- [TASK]:
All lines of the data shown below should be output exactly as they stand.

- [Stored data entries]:

--*--

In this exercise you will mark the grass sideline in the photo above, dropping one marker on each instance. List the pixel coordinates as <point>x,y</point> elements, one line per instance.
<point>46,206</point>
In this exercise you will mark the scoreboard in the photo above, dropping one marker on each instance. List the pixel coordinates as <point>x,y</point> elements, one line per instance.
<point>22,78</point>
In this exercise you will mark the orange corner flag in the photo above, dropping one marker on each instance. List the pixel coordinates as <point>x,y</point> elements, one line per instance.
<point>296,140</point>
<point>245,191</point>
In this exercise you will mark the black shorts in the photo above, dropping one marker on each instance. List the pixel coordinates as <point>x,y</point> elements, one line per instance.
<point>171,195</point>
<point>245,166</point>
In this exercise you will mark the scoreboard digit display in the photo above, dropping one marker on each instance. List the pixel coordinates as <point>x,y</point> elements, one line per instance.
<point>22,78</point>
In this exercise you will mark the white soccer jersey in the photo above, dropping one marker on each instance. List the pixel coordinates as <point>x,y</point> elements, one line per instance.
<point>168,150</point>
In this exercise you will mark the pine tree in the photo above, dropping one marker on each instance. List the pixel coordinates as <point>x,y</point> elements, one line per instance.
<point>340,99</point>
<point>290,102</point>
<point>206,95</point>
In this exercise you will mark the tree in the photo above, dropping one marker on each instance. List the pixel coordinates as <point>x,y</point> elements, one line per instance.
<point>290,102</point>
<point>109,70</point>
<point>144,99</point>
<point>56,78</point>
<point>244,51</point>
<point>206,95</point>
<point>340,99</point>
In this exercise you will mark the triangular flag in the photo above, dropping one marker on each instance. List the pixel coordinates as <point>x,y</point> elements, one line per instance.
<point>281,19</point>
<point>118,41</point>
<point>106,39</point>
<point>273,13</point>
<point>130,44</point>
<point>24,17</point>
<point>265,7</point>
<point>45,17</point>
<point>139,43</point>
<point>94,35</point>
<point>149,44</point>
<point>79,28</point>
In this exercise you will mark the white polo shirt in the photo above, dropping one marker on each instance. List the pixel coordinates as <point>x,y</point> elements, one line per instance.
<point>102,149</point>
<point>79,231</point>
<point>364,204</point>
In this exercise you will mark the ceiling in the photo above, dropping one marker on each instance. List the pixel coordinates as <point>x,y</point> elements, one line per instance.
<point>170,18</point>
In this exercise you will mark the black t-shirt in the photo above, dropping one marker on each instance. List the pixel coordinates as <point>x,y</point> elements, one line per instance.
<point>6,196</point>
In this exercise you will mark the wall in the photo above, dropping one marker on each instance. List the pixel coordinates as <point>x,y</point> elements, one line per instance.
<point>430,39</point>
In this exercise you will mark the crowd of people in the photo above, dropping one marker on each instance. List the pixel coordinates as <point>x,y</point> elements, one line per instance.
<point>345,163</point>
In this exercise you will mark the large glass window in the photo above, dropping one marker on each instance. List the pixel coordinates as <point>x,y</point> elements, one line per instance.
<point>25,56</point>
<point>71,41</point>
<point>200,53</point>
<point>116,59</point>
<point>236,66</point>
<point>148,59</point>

--*--

- [RESULT OF THE TASK]:
In this exercise you will mark the grass sideline in the photo above, dropping one marker on each instance. List the pixel coordinates as <point>x,y</point> elements, one line per instance.
<point>46,206</point>
In this exercise you will mark the scoreboard in the photo above, dropping one marker on each instance. List the pixel coordinates as <point>x,y</point> elements, one line per instance.
<point>22,78</point>
In this exercise you will mark the orange corner flag in the photo above, dropping one marker on each instance. List the pixel coordinates as <point>x,y</point> elements, one line per instance.
<point>296,140</point>
<point>245,191</point>
In this exercise you will mark the black shorts in the photo above, dropping one marker on each instance. List the pixel coordinates as <point>x,y</point> elements, one line per instance.
<point>171,195</point>
<point>245,166</point>
In this exercise you will mark the scoreboard digit display in the photo above, dropping one marker on each instance. List the pixel coordinates as <point>x,y</point> elements, one line per instance.
<point>22,78</point>
In this exercise you will mark the white soccer jersey in the photo above, dropping one marker on each instance. List the pixel coordinates as <point>x,y</point> elements, one line per instance.
<point>168,150</point>
In this exercise you will mark the pine tree in the photo above, dropping one marker on each instance. List the pixel coordinates as <point>x,y</point> elements, one line per instance.
<point>340,99</point>
<point>290,102</point>
<point>206,95</point>
In this exercise you will mark the tree in the photo above, dropping one marker on each instance. List the pixel coordinates as <point>x,y</point> elements, one line per instance.
<point>290,102</point>
<point>109,70</point>
<point>144,99</point>
<point>56,78</point>
<point>244,51</point>
<point>206,95</point>
<point>340,99</point>
In this exercise you will mark the triangular flag in the photo above, dropping one marker on each instance. List the pixel coordinates as <point>x,y</point> elements, one line per instance.
<point>281,19</point>
<point>118,41</point>
<point>106,39</point>
<point>273,13</point>
<point>130,44</point>
<point>24,17</point>
<point>265,7</point>
<point>45,17</point>
<point>139,43</point>
<point>94,35</point>
<point>149,44</point>
<point>79,28</point>
In this exercise you will mark the white polo shirt in the photo above, dropping one marker on each instance. List the pixel coordinates as <point>x,y</point> elements, one line per instance.
<point>102,149</point>
<point>79,231</point>
<point>364,204</point>
In this exercise you will mark the ceiling in the photo above, dropping one marker on each instance. List the pixel coordinates as <point>x,y</point> elements, one line per instance.
<point>170,18</point>
In this exercise you will mark the black t-shirt in the photo above, dropping one marker on each instance. List the pixel coordinates as <point>x,y</point> elements, one line per instance.
<point>6,196</point>
In this exercise you will mark the wall in the photo above, dropping one marker on each instance. List the pixel coordinates as <point>x,y</point> elements, one line per instance.
<point>430,39</point>
In this exercise you will mark the crowd of people in the photo above, dropping one marker on each instance. List the pixel coordinates as <point>x,y</point> elements, one line per instance.
<point>345,163</point>
In this exercise you will mark the large glass window in the photo above, dropping one marker on each instance. List the pixel coordinates as <point>x,y</point> elements, one line per instance.
<point>25,56</point>
<point>71,41</point>
<point>200,53</point>
<point>116,59</point>
<point>236,66</point>
<point>148,59</point>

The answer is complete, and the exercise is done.